======== Information provided ========

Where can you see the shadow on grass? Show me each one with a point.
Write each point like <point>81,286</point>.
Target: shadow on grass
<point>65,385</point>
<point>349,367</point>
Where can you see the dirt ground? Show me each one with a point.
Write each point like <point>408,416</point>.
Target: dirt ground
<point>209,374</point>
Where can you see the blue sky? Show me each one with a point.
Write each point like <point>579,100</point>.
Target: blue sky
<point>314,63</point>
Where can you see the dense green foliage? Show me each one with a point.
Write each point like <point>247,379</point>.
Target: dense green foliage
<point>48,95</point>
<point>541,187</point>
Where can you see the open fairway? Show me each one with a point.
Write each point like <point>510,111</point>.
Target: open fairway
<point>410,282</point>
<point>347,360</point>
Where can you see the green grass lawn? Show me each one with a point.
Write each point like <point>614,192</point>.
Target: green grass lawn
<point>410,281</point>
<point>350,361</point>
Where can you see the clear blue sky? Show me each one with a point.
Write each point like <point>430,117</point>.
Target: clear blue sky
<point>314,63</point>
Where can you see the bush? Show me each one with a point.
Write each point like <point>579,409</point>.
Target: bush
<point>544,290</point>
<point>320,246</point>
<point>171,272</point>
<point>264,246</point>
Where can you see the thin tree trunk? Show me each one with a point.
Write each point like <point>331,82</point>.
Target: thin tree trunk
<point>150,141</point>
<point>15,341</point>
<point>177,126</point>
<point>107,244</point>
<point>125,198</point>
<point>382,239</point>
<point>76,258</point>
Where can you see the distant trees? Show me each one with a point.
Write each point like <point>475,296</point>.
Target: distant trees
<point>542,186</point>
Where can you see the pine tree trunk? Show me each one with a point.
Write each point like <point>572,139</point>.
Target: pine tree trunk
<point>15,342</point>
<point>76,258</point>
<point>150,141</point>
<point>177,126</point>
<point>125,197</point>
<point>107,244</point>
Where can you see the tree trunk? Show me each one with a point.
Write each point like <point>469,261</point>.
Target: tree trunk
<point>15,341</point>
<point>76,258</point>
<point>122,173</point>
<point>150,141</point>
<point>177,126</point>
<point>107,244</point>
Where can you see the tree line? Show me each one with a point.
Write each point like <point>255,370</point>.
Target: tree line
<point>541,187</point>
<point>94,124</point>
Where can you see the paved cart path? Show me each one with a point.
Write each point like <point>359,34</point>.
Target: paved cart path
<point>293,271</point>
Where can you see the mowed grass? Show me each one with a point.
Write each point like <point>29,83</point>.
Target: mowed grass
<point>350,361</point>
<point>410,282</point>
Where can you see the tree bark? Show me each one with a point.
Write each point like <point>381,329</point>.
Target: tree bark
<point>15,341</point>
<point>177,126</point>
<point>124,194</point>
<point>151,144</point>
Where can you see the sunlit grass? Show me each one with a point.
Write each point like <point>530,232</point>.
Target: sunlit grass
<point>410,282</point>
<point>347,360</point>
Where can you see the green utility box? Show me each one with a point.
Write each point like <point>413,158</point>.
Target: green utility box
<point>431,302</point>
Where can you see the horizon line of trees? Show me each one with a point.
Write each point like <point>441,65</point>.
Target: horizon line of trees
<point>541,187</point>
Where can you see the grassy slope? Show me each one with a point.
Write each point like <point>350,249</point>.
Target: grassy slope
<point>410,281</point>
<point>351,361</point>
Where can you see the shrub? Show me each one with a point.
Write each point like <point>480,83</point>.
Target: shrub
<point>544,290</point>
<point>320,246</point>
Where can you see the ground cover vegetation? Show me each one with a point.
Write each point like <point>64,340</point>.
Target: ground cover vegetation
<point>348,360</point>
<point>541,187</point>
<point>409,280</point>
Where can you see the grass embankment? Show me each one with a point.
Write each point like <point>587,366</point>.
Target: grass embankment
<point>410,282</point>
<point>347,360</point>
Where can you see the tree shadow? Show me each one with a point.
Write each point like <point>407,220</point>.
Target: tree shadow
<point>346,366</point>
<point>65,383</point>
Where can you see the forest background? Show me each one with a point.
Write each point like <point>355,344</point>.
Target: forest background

========

Instruction
Write out again the items from the line with "Where can you see the horizon" to the line with "<point>409,280</point>", both included, with their requests, and multiply every coordinate in the answer points by 1.95, rounding to whole numbers with halves rounded up. Leave the numbers in the requests and their format samples unchanged.

Output
Where can you see the horizon line of trees? Show me each one with a point.
Write each point like <point>441,65</point>.
Target: horizon line of trees
<point>1055,365</point>
Where can you see the grassy slope? Show me each one with a point.
Write each point like <point>350,249</point>.
Target: grassy slope
<point>800,548</point>
<point>684,704</point>
Where can you see the shrub? Show me each one with a point.
Write each point like <point>480,83</point>.
Target: shrub
<point>1061,566</point>
<point>624,480</point>
Where can you see the ground cover vegetation? Show me each one with a point.
Write each point like <point>64,340</point>.
Target: ground cover vegetation
<point>679,702</point>
<point>1055,365</point>
<point>798,546</point>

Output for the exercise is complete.